[begin Extract to read]

Author : AIVON | PCB Manufacturing & Supply Chain Specialists March 30, 2026

 

Introduction

Under the 800V high-voltage platform, vehicle battery, charging, and drive systems are being developed toward higher voltage architectures. The motor, as the core of the three-electric system, directly affects vehicle performance. In the 800V architecture, motor design differs from lower-voltage platforms and trends toward higher efficiency, reduced weight, and lower cost. Against this background, motors wound with flat copper wire have attracted increasing attention from suppliers and OEMs.

 

Flat-wire Winding Types

By manufacturing process, flat-wire motor windings are mainly classified into three types: Hair-pin, I-pin, and continuous wave windings.

I-pin winding

I-pin windings are axially inserted: the flat conductors are embedded axially into the stator slots and the ends are bent and welded. The manufacturing process is relatively simple, but the welded joints occupy additional radial space, resulting in longer tails, higher copper usage, increased temperature, and reduced efficiency.

[end Extract to read]
[begin Material shown]

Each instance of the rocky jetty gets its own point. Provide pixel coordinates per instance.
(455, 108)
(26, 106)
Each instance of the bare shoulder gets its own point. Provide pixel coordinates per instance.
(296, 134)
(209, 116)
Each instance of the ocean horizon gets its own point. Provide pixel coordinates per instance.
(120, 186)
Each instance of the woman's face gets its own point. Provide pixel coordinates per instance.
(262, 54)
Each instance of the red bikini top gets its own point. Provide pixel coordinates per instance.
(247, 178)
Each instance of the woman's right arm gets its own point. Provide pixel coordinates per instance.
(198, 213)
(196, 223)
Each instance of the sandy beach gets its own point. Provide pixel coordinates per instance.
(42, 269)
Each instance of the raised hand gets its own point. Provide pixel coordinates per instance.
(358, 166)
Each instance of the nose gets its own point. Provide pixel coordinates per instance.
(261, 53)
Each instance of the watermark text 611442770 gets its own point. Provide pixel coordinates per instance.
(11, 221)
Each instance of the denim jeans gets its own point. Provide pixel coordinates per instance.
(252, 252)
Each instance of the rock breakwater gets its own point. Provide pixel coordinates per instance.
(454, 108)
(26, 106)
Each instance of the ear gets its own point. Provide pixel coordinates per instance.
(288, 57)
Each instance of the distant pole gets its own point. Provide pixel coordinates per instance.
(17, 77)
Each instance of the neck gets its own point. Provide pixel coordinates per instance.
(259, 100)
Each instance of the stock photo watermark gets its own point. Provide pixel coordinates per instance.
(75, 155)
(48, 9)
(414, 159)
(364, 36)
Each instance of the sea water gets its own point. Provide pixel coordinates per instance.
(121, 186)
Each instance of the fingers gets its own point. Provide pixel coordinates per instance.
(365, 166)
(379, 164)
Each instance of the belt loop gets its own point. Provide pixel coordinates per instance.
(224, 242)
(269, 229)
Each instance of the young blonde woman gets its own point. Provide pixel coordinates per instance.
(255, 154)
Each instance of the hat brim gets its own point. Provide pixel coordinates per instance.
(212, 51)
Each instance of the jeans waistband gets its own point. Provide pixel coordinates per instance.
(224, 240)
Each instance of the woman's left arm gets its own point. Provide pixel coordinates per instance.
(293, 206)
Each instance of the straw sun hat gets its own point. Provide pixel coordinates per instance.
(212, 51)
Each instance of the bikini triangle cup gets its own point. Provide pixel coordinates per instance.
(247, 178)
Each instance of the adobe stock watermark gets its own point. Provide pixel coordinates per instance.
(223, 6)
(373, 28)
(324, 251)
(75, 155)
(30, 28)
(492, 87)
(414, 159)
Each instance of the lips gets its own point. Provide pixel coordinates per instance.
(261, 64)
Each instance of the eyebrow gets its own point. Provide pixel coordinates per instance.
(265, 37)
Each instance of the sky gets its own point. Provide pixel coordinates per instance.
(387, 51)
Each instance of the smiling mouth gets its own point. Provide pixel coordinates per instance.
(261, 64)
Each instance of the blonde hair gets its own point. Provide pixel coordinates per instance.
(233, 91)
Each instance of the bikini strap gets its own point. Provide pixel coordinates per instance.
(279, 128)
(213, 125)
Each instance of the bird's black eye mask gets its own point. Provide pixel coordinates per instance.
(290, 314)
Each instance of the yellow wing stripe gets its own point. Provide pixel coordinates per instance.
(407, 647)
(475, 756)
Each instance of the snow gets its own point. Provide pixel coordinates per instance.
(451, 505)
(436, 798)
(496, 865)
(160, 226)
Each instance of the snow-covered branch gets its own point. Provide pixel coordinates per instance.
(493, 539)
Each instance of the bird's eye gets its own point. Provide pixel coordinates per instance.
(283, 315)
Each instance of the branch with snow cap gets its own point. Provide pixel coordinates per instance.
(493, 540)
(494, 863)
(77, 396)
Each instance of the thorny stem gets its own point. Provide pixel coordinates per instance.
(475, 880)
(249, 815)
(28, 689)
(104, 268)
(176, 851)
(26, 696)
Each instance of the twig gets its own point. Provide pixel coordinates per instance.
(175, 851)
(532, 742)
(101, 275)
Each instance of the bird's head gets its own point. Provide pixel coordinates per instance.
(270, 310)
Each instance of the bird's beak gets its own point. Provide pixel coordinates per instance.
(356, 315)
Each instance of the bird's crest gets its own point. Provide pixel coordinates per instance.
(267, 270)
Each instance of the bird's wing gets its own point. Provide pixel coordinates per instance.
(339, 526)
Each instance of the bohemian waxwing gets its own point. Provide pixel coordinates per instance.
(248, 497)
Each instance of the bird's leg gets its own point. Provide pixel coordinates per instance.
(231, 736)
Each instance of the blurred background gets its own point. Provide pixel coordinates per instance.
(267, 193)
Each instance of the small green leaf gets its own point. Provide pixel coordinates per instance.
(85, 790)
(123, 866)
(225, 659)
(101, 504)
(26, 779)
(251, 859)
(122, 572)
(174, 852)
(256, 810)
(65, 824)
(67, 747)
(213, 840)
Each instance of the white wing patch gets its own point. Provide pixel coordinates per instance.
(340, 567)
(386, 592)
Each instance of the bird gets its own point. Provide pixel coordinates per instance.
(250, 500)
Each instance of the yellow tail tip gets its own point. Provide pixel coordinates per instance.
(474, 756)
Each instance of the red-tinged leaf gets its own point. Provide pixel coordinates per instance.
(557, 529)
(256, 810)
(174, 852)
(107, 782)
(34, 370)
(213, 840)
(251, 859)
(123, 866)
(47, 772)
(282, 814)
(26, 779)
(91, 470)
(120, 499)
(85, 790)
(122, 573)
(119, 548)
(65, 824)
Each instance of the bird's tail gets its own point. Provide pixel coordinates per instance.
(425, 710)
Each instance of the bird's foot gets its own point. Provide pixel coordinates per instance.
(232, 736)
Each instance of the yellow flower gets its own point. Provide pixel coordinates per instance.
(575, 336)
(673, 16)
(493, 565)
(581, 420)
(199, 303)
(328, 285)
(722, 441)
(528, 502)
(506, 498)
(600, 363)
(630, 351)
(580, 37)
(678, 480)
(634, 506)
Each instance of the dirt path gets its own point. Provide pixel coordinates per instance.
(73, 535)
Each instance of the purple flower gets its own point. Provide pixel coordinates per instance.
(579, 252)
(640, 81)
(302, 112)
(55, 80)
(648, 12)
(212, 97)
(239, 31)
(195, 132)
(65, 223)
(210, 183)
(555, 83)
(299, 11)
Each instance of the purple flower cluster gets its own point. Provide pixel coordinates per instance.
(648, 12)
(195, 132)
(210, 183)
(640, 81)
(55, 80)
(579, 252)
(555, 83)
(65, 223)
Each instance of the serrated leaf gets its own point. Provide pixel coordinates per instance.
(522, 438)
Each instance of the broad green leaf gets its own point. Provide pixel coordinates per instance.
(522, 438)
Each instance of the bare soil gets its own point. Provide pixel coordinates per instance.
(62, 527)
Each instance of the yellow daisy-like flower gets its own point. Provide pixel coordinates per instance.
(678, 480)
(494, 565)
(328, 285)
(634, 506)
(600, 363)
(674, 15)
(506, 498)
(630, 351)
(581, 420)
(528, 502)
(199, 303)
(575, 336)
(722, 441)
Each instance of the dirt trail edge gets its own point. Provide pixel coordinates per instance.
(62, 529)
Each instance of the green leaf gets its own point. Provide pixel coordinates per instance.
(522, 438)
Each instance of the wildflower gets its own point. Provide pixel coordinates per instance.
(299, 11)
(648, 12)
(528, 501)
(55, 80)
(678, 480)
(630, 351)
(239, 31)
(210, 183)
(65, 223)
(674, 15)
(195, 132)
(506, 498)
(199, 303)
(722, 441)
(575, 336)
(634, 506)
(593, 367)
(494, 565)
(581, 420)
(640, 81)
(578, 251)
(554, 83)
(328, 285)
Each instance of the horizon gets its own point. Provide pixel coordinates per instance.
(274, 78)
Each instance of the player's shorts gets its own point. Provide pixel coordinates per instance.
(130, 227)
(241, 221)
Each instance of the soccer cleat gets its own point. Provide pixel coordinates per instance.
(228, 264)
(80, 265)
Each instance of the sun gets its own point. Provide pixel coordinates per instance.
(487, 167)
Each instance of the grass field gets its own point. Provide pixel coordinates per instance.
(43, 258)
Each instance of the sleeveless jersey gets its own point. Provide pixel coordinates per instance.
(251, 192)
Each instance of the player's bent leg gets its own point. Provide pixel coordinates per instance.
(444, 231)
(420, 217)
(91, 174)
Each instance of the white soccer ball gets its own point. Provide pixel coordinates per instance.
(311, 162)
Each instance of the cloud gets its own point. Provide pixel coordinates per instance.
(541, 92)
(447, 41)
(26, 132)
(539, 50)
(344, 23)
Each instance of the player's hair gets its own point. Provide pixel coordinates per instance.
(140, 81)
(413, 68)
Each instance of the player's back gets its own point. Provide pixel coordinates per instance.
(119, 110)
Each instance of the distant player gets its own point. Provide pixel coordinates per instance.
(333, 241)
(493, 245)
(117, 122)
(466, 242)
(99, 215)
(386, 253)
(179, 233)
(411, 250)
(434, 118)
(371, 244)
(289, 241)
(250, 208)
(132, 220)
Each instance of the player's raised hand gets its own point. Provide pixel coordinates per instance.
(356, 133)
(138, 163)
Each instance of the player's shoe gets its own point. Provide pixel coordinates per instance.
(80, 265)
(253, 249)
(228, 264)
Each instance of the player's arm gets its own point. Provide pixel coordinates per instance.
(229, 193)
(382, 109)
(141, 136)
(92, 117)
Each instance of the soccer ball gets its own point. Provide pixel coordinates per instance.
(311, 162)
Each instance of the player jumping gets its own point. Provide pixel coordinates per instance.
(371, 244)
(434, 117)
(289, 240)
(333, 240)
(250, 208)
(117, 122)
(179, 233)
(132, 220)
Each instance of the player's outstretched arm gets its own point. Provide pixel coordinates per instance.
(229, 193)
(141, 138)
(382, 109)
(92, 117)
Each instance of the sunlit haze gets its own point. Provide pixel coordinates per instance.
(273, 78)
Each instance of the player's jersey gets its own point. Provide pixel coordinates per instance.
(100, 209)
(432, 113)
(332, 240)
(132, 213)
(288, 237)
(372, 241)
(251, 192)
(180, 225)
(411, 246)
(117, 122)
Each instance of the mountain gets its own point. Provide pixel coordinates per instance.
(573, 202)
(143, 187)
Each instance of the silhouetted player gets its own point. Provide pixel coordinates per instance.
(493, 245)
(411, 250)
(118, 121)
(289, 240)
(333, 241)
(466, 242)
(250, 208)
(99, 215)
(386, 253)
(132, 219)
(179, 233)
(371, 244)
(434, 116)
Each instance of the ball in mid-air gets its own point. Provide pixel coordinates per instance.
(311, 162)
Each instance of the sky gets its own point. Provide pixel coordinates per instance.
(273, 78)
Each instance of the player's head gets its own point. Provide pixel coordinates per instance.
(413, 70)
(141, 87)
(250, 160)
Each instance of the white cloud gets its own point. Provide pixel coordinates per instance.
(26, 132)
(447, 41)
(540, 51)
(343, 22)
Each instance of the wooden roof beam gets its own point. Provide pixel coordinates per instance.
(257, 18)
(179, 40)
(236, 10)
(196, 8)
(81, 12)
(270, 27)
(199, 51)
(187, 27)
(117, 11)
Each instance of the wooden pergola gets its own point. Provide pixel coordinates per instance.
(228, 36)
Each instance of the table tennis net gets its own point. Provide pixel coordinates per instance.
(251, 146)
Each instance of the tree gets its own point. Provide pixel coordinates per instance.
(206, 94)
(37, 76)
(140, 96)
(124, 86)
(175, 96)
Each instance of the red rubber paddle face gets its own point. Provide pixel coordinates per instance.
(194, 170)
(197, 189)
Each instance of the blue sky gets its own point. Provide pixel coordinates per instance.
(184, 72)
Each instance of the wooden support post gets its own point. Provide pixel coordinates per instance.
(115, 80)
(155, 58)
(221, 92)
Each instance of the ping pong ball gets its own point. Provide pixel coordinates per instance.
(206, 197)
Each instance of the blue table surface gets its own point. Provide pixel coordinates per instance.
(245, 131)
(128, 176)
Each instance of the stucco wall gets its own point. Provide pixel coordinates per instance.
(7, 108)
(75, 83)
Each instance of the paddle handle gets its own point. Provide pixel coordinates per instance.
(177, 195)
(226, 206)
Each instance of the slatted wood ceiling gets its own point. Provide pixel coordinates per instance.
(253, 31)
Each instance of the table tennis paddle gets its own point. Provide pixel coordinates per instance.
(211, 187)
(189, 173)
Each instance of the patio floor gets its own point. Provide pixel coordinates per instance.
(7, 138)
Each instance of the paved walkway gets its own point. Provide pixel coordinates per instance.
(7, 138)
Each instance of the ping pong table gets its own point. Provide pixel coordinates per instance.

[end Material shown]

(Instructions for the task)
Carry on with the passage on flat-wire motor windings, picking up right after its last sentence. The entries were taken from a different source than the passage.

(Exercise response)
I-pin winding

Hair-pin winding

Hair-pin winding has a more complex manufacturing process than I-pin, including a preforming step. The flat copper wire is preformed into a U-shape, with the other end prepared for welding, making the process more challenging. However, because one end requires fewer welds, overall copper usage is lower than I-pin and motor efficiency can improve.

Hair-pin winding

Beyond preforming difficulty, hairpin winding also faces challenges in insulating the winding ends to avoid direct contact with the stator. To maintain a compact structure, gaps between windings must be kept very small. Small gaps introduce two issues:

  • Small process tolerances increase the risk of turn-to-turn breakdown and hidden defects in regions with minor air gaps.
  • Damage to inter-turn resin insulation: this is typically addressed by inserting insulating paper into gaps, which increases process cost.

Hairpin motor end-winding height is also constrained. Conventional hairpin end-windings present a triangular shape; the end height Lc is limited by the triangle angle θ and the gap.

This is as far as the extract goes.